▸ **Directions**:
Reproduce every one of the records below word for word, keeping each line unchanged and in its original order.

▸ **Records for the task**:
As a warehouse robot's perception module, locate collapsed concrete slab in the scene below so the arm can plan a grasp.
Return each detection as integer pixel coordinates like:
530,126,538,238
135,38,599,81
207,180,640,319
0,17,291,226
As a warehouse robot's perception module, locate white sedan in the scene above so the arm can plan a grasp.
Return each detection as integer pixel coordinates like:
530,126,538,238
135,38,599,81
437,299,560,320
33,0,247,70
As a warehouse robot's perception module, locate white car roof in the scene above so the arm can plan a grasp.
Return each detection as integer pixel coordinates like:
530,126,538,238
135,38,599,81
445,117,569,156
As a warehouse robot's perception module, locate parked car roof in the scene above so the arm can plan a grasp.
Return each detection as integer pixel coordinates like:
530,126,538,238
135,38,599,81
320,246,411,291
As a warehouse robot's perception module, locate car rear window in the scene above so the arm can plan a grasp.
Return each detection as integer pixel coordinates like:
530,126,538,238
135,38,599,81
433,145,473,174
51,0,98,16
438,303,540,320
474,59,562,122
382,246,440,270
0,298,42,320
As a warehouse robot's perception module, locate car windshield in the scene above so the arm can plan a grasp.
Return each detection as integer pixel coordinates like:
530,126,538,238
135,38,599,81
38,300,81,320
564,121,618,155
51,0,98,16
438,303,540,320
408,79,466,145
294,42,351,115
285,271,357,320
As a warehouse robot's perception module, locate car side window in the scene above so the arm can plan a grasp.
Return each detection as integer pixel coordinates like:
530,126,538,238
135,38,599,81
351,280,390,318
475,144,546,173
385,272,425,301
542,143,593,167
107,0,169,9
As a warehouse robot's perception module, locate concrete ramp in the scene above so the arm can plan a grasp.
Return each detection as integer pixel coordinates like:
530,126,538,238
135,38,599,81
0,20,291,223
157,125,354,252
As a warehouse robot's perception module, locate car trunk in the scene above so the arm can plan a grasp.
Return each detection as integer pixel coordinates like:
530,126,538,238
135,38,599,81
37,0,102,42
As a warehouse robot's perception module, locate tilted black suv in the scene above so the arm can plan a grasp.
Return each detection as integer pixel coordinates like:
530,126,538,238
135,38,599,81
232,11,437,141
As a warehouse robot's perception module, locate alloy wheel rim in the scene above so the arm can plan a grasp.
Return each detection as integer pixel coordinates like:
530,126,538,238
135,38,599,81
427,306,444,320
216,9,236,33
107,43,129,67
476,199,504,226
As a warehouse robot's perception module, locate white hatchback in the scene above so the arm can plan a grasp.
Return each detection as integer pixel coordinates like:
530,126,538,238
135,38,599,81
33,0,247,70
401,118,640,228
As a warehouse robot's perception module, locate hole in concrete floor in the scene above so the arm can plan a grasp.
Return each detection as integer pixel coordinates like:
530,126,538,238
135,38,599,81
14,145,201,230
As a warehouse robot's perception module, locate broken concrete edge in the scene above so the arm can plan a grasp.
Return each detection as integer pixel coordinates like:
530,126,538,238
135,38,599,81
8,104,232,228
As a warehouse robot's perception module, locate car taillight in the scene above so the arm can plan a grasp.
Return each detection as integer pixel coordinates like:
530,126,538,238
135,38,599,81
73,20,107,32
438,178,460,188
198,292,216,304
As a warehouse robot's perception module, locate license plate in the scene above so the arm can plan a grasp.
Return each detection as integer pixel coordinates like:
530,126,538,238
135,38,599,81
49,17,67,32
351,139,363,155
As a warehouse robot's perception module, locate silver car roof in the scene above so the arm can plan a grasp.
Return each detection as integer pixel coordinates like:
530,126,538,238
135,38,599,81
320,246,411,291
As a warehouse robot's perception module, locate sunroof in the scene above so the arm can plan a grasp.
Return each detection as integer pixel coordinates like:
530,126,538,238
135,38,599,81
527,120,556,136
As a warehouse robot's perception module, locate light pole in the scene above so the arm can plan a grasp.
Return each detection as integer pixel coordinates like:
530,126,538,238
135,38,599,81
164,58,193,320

▸ **Answer for the task**:
As a warehouse robot's perception module, locate collapsed concrete slab in the scene below so the arm can plan a grasp.
Return each detection as integer pixel coordinates like:
530,126,538,238
135,38,599,81
207,180,640,319
0,17,291,226
As a warehouse robot's perception module, locate white sedan in the scene above so the arm can plan a grasp.
Return each detection as integer pixel coordinates like:
530,126,538,238
135,38,599,81
437,299,560,320
33,0,247,70
As a warehouse robot's perception module, locate white car roof in the scene above so the arm can plan a grasp.
Return each detection as integer pixel coordinates like:
530,126,538,238
135,38,599,81
445,117,569,156
As a warehouse robot's perception module, locate parked car roof in the scene above so the arm can plan a grasp.
Return each detection as integer pixel coordinates like:
530,126,538,238
135,38,599,81
320,246,411,291
As a warehouse robot's perception module, locate car rear window in the scene above so the arm can plan a grasp.
Return each detection as integer pixel coordinates like:
530,126,538,238
135,38,599,81
433,145,473,174
51,0,98,16
438,303,540,320
474,59,562,122
382,246,440,270
0,298,42,320
As a warehouse robot's perception module, locate car windshield in the scene above so the arm can plan a grasp.
Return each detection as integer pixel coordinates like:
530,126,538,238
135,38,599,81
38,300,81,320
564,121,618,155
51,0,98,16
438,303,540,320
408,79,466,145
294,42,351,115
285,271,357,320
As a warehouse robot's perception module, locate car side window in the scene above so the arm can plan a grasp.
Return each detection as integer pixel coordinates like:
530,126,538,238
135,38,599,81
351,280,390,318
475,144,546,173
385,272,425,301
542,143,593,167
107,0,169,9
As a warehouse robot's perception module, locate concrete ramp in the scene above so the arm can plan a grasp.
Return each detection as integer pixel coordinates like:
530,126,538,238
135,38,599,81
0,20,291,223
157,125,354,252
As a warehouse robot's perception module, locate car trunk in the scene above so the arm can plan a grasp.
Return each detection as integer pixel coordinates like:
530,126,538,238
135,38,599,81
37,0,102,42
As a warehouse robot's perception module, locate tilted black suv in the scene above so the arm can plan a grasp.
Return each detection as integer pixel coordinates like:
530,126,538,238
135,38,599,81
232,11,437,141
As a warehouse robot's perception module, locate alloy wheel rim in the scene above so the arm can plan a grasp.
Return each detection as integer pixel coordinates like:
530,126,538,238
135,38,599,81
427,306,444,320
216,9,236,33
107,43,129,67
476,199,504,226
As a warehouse robot's perception module, locate white hatchback in the scene above so the arm can plan a grasp.
Return each detection as integer pixel coordinates like:
530,126,538,238
135,38,599,81
33,0,247,70
401,118,640,228
As a warehouse robot's perception module, locate hole in concrete floor in the scene above so the arm can plan a grasp.
Return each detection as integer pixel coordinates like:
530,126,538,238
135,38,599,81
14,145,201,230
As a warehouse robot's perception module, locate broken concrete edge in the scene above so the arm can plan a grasp.
Return each detection as integer pixel coordinates like:
530,126,538,238
135,38,599,81
8,104,232,228
As a warehouse robot's perception module, locate car taillight in the scene above so the arm can plan a grasp.
Return each detection as integer pixel coordinates like:
530,126,538,238
135,38,599,81
73,20,107,32
438,178,460,188
198,292,216,304
As a warehouse robot's perception module, locate license plate in the scene above so the arm can plan a grasp.
Return each detection as integer pixel coordinates like:
530,126,538,238
135,38,599,81
49,17,67,32
351,139,363,155
As a warehouse robot's perception module, locate silver car roof in the scene above so the arm can plan a grasp.
Return each detection as integer pixel coordinates like:
530,126,538,238
135,38,599,81
320,246,411,291
As a warehouse robot's perception module, locate sunroof in the scene above so the arm can plan a grasp.
Return each detection as integer pixel coordinates like:
530,126,538,238
135,38,599,81
527,120,556,136
As a warehouse robot's perception module, locate light pole in the scene above so the arm can plan a grasp.
Return each detection as integer pixel coordinates like:
530,126,538,238
135,38,599,81
164,58,193,320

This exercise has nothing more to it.